Segment Open

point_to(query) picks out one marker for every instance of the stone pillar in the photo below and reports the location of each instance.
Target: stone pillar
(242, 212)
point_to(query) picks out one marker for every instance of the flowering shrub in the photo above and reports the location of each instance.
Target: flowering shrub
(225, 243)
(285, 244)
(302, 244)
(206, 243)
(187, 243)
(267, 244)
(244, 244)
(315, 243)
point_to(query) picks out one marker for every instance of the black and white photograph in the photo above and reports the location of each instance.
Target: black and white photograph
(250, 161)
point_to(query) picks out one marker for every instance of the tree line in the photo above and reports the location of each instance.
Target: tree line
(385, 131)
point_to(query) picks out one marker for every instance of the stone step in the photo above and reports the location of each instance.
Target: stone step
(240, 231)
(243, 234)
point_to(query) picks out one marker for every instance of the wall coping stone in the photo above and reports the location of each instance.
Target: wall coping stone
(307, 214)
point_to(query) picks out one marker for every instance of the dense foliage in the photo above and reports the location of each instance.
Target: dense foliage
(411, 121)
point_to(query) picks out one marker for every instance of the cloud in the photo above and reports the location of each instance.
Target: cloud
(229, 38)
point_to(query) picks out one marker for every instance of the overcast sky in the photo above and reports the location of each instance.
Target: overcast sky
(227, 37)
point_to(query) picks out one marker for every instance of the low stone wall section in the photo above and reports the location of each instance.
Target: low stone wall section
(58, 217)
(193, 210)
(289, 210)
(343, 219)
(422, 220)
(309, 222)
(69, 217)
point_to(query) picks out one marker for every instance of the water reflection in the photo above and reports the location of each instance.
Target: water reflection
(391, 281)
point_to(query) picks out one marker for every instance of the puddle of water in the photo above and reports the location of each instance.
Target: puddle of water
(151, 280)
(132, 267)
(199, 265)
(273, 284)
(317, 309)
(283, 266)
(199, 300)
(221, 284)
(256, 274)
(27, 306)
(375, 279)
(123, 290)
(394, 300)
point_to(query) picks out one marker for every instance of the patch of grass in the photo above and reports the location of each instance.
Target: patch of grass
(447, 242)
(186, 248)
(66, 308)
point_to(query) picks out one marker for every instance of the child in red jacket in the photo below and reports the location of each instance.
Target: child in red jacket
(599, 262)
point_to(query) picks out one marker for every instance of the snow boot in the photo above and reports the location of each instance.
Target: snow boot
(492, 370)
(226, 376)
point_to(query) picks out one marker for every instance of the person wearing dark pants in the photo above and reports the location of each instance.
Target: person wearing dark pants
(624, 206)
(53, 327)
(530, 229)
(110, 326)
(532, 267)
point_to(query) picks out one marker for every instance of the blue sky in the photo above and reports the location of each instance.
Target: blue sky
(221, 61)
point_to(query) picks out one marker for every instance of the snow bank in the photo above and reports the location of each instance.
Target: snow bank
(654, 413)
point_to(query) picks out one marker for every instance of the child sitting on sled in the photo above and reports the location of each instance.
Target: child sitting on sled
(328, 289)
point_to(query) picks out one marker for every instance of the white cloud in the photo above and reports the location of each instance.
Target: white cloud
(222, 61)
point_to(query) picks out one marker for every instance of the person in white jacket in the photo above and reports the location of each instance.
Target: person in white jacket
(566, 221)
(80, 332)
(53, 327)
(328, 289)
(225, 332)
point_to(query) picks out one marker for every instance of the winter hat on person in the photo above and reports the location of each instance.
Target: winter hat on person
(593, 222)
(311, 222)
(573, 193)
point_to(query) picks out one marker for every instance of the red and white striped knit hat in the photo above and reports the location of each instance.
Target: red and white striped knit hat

Segment Closed

■ Assignment
The job here is to write out all the entries again exactly.

■ Reply to the task
point_to(query) picks out one marker for every instance of the stone pillar in the photo below and reports the location of each instance.
Target: stone pillar
(242, 212)
point_to(query) picks out one marker for every instance of the flowering shrub in the photo above and reports the location of each instance.
Target: flowering shrub
(225, 243)
(285, 244)
(302, 244)
(206, 243)
(187, 243)
(267, 244)
(244, 244)
(315, 243)
point_to(query) picks out one marker for every instance of the black and white photograph in the photo above and reports the location of each instance.
Target: black and white photograph
(250, 161)
point_to(query) picks out one marker for every instance of the tree line in the photo above and reports the location of each instance.
Target: tree line
(385, 131)
point_to(query) picks out one marker for every instance of the stone step in the photo above and reports the location of each instance.
Target: stone step
(240, 231)
(243, 234)
point_to(query) picks out one marker for every instance of the wall coping stone in the photo above and reports the location of each instance.
Target: wall coping stone
(307, 214)
point_to(query) picks out one marker for every instance of the dense foliage in the photo above and reports the location of each instance.
Target: dense foliage
(411, 121)
point_to(query) picks out one marker for every instance of the cloud in the photo above and reports the location of each instance.
Target: cloud
(229, 38)
point_to(query) picks out one marker for every instance of the overcast sky in the photo above and reports the location of each instance.
Target: overcast sky
(227, 37)
point_to(query) picks out one marker for every instance of the low stone wall section in the photo above and reports the location of each instance.
Target: low stone wall section
(58, 217)
(193, 210)
(289, 210)
(343, 219)
(422, 220)
(309, 222)
(69, 217)
point_to(query) picks out one marker for every instance of the water reflection in the photo above and reports the location of each instance.
Target: water reflection
(391, 281)
point_to(query) picks out one marker for every instance of the puddle of water in the photo above and reports the location of each instance.
Target: puddle of water
(151, 280)
(132, 267)
(199, 265)
(273, 284)
(317, 309)
(283, 266)
(199, 300)
(221, 284)
(256, 274)
(27, 306)
(375, 279)
(123, 290)
(394, 300)
point_to(query) picks out one marker for every instance of the patch of grass in the photo above and reports the location of each instance.
Target: patch of grass
(447, 242)
(186, 248)
(66, 308)
point_to(query) picks out one marker for every instance of the child in red jacket in the photo below and reports the location of each instance.
Target: child in red jacket
(599, 262)
point_to(query) picks out one marker for every instance of the snow boot in the photo above and reports the location of each instance.
Target: snow boot
(492, 370)
(226, 376)
point_to(query) picks out one marker for every instance of the person wearing dark pants in the photo above and reports the location of each instance.
Target: person wearing dark pants
(624, 206)
(53, 327)
(530, 229)
(110, 326)
(532, 267)
point_to(query) picks out one marker for every instance of the blue sky in the photo above and reports the location of each instance.
Target: blue sky
(221, 61)
point_to(query) picks out one marker for every instance of the snow bank in the photo above and reports the location of each instance.
Target: snow bank
(654, 413)
point_to(query) picks out one marker for every instance of the child sitting on sled in the photo above and reports the location of each instance.
Target: child sitting on sled
(328, 289)
point_to(query) picks out one marker for every instance of the white cloud in the photo above and reports the location of each instance.
Target: white cloud
(222, 61)
point_to(query) picks out one marker for every instance of the person in white jacket in the photo above and reports the location of each instance.
Target: person in white jacket
(566, 221)
(80, 332)
(53, 327)
(328, 289)
(225, 332)
point_to(query) picks out one marker for every instance of the winter hat on person in the photo above and reports the location of each instance.
Target: winter hat on person
(593, 222)
(311, 222)
(573, 193)
point_to(query) picks out one marker for every instance of the red and white striped knit hat in the photo above and reports the location of each instance.
Target: red and white striped knit hat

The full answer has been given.